* [Goal] Which lines of the data below contain the string "charred"? Return each of them in full, matching case exactly.

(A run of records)
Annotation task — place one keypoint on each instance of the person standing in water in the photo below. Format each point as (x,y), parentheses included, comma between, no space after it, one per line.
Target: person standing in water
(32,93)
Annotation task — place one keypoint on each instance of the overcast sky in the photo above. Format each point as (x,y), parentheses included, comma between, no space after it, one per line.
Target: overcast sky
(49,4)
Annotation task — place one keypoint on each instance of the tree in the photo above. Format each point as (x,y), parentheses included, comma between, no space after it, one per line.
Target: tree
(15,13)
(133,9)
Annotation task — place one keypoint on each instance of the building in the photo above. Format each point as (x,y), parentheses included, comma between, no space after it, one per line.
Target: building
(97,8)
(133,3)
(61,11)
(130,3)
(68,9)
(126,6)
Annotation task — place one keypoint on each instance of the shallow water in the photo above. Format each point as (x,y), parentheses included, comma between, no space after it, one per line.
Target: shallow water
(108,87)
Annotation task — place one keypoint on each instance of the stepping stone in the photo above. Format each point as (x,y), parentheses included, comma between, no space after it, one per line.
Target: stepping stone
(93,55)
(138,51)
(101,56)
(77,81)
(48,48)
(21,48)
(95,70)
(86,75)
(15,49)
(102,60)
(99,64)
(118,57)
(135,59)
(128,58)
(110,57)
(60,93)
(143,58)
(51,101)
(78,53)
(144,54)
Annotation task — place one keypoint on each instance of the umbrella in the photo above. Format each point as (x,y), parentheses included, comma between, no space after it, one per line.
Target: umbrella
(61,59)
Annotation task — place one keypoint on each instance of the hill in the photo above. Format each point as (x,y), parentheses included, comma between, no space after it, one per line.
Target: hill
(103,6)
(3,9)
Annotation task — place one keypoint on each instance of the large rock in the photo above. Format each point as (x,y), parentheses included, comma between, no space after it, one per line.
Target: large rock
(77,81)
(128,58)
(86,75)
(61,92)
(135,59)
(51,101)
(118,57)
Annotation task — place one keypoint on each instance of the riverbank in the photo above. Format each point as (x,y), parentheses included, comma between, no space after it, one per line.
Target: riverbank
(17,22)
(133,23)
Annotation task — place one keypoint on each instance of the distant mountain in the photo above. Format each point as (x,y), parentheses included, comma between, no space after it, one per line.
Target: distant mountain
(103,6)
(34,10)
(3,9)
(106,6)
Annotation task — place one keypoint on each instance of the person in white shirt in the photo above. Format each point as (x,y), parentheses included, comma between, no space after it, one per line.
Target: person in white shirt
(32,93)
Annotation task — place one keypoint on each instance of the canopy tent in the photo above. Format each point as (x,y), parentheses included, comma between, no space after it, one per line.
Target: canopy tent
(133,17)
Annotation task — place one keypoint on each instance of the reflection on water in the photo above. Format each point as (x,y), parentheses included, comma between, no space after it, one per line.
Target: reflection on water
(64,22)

--

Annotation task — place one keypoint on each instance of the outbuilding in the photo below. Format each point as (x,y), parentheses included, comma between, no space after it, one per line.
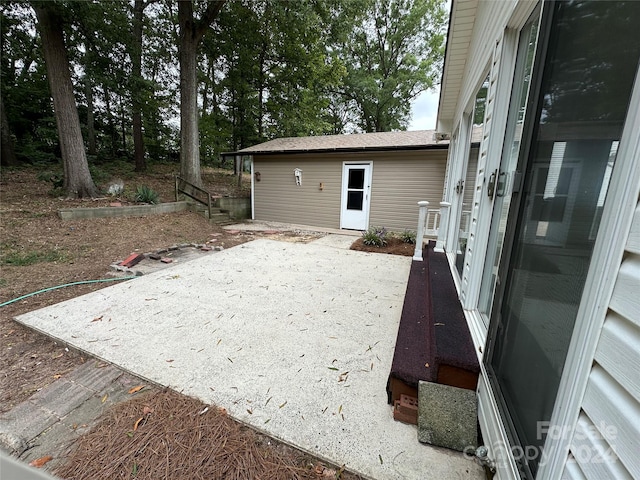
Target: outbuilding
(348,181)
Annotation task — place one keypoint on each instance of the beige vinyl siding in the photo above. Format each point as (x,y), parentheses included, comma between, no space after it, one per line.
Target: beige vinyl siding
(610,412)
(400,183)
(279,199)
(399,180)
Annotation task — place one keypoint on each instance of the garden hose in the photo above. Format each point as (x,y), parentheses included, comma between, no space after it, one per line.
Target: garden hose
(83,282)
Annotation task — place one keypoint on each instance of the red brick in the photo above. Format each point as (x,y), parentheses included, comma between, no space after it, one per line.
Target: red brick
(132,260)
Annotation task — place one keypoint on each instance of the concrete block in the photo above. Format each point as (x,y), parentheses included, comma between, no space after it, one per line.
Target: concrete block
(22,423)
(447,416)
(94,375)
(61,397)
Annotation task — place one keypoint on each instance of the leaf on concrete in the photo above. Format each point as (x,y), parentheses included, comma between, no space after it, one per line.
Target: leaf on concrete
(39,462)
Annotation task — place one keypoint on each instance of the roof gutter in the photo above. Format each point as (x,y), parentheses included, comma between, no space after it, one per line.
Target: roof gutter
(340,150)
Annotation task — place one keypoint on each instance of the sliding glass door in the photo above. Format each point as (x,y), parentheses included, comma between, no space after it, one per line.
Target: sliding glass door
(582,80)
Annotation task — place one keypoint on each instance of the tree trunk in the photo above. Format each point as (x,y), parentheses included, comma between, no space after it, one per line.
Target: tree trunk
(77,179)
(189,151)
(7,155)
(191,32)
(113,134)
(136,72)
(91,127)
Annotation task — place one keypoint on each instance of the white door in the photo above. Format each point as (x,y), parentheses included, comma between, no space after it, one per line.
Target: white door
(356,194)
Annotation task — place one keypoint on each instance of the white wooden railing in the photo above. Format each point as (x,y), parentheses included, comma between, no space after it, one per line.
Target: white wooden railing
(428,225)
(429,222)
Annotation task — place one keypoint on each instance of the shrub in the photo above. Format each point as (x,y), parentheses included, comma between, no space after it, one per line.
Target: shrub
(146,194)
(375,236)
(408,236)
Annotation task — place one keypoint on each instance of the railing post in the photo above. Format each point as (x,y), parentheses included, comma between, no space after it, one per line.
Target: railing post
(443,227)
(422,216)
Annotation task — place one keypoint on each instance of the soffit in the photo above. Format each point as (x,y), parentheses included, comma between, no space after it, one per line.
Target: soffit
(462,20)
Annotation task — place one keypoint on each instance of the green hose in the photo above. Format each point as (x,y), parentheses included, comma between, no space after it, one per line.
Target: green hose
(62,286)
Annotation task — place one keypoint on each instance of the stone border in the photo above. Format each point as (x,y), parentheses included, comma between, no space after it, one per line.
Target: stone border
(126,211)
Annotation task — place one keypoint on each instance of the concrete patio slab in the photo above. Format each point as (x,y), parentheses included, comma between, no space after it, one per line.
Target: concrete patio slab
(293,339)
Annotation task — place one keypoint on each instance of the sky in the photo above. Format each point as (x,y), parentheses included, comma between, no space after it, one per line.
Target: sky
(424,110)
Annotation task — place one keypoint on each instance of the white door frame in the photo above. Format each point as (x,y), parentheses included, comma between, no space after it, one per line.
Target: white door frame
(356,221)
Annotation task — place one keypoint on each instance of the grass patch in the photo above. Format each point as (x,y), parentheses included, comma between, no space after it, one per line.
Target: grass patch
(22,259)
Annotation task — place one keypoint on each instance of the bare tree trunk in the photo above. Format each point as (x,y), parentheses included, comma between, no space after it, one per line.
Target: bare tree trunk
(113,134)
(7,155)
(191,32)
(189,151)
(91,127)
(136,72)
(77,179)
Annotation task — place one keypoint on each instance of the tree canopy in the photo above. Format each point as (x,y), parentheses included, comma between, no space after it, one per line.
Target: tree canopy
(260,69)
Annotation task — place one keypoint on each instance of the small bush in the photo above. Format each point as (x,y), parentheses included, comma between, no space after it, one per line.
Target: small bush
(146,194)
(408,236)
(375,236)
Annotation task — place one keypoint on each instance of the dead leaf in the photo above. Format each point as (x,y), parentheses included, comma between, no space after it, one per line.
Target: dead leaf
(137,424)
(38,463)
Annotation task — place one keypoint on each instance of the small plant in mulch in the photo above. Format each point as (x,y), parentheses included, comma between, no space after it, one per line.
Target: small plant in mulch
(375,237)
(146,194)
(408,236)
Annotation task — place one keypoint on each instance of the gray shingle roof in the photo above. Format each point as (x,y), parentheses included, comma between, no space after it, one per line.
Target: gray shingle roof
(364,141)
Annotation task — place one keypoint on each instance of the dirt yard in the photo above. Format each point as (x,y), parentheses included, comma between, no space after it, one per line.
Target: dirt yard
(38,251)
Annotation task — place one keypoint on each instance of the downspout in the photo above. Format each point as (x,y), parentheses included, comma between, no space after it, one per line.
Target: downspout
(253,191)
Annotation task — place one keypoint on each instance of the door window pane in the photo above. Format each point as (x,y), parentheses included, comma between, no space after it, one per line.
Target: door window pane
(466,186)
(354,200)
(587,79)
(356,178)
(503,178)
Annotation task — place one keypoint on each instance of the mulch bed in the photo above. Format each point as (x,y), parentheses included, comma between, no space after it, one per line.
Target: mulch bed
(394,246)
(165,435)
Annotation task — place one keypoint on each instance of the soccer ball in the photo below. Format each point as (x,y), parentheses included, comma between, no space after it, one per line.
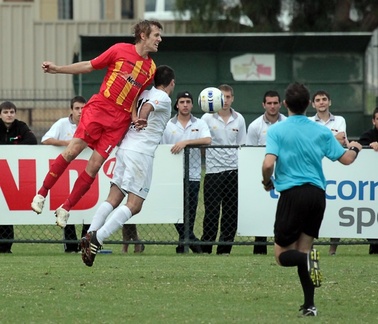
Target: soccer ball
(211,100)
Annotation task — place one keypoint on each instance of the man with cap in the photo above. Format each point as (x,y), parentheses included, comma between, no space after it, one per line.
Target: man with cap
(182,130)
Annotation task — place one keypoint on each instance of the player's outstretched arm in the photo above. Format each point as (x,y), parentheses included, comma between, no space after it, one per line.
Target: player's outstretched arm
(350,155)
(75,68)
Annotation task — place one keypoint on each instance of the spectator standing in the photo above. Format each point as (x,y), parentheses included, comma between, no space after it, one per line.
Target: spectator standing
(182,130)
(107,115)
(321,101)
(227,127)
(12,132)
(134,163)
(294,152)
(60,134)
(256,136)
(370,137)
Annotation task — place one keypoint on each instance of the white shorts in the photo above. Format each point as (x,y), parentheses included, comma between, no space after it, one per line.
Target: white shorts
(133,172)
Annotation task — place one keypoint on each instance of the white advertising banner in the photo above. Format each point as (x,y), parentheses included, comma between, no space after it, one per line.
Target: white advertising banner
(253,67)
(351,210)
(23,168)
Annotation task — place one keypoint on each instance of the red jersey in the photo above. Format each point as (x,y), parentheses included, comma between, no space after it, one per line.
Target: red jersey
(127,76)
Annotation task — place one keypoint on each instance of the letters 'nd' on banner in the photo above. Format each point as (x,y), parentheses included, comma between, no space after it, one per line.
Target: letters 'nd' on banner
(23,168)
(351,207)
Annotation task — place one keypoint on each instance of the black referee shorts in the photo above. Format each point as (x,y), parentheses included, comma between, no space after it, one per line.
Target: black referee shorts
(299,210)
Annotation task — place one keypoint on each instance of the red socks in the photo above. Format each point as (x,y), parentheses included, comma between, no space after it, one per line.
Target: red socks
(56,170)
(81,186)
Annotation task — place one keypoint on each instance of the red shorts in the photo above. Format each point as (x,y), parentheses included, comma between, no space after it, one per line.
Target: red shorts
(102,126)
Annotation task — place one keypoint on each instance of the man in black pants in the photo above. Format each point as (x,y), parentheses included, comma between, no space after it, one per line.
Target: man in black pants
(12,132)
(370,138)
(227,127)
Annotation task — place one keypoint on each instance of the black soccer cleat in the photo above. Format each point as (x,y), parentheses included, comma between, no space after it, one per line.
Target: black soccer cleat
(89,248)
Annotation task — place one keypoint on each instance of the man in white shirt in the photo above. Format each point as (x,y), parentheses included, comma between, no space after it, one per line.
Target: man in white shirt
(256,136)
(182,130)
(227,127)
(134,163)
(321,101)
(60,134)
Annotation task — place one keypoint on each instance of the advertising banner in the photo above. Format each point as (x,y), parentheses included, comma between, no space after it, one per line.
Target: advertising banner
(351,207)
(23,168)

* * *

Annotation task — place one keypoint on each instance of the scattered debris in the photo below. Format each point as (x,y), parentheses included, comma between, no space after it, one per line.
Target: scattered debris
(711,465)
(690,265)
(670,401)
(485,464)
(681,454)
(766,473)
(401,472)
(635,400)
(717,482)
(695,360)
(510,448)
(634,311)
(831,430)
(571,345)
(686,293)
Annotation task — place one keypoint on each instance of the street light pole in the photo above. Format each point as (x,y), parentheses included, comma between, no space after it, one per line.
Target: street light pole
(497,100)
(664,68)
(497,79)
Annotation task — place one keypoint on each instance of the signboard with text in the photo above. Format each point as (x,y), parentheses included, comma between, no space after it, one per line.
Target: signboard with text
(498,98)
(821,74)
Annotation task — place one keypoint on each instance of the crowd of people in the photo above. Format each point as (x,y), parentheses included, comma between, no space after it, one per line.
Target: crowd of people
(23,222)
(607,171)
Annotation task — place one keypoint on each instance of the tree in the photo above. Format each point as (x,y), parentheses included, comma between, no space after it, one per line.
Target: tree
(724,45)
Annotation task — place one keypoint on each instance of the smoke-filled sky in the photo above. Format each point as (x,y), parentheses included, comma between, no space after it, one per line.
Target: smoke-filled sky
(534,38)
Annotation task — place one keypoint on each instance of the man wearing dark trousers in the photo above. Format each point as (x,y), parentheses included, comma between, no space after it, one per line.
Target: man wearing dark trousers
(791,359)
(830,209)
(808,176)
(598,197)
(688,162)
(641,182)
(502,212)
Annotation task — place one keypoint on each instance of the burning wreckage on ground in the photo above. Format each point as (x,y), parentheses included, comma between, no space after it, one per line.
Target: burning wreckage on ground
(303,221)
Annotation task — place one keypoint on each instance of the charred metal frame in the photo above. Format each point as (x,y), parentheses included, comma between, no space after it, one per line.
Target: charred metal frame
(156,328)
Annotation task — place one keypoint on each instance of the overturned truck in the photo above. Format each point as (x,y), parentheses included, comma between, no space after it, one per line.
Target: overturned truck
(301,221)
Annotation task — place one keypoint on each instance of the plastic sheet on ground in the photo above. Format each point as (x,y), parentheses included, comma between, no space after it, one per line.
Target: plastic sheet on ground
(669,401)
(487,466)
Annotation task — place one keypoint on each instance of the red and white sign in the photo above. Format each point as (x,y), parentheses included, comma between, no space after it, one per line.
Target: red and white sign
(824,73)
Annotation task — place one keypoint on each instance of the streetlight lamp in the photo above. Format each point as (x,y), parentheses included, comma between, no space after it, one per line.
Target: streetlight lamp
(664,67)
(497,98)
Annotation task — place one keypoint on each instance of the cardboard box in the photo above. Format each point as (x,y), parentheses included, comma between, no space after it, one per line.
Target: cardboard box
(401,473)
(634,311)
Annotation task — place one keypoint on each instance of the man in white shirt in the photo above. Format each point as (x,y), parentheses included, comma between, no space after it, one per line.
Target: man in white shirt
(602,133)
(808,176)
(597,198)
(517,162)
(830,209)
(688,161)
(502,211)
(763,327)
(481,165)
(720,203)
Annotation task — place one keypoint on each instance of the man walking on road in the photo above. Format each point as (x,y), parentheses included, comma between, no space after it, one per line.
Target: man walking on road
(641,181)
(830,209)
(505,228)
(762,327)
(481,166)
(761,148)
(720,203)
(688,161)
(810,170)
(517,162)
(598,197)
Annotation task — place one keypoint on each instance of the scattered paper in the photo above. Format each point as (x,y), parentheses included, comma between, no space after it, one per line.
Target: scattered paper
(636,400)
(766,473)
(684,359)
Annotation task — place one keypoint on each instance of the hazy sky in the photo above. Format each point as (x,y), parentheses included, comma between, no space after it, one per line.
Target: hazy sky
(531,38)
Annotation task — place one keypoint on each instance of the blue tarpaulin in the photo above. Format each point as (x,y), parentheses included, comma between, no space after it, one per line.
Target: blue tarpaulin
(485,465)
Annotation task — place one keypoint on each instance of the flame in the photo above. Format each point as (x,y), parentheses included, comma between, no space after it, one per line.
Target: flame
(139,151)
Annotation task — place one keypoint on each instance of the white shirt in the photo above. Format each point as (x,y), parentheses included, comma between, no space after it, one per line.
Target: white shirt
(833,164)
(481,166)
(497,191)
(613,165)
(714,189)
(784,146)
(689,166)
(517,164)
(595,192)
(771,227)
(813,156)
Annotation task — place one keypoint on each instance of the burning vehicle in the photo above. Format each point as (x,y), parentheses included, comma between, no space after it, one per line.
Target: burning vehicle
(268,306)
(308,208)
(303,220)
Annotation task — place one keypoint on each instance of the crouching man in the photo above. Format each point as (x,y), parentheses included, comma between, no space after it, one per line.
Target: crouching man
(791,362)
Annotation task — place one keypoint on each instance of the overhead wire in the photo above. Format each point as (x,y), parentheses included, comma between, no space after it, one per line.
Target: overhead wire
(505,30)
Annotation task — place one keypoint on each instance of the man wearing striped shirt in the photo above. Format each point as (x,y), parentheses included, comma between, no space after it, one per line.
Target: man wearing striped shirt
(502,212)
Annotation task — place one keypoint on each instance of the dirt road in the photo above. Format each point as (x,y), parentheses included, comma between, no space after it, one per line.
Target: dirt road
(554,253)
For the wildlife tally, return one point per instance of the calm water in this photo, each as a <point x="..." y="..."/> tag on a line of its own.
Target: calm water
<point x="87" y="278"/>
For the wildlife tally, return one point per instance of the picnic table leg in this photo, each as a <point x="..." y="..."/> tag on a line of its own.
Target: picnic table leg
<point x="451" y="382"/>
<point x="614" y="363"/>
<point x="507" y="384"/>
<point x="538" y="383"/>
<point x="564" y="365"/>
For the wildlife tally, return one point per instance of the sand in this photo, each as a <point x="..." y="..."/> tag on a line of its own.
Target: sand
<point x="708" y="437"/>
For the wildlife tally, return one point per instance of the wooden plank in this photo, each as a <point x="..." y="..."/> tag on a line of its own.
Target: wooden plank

* [The answer]
Annotation task — place one keypoint on each instance of the charred metal frame in the photo above. Format each point as (x,y), parentheses included, comma between, no space after it, one per line.
Target: charred metal frame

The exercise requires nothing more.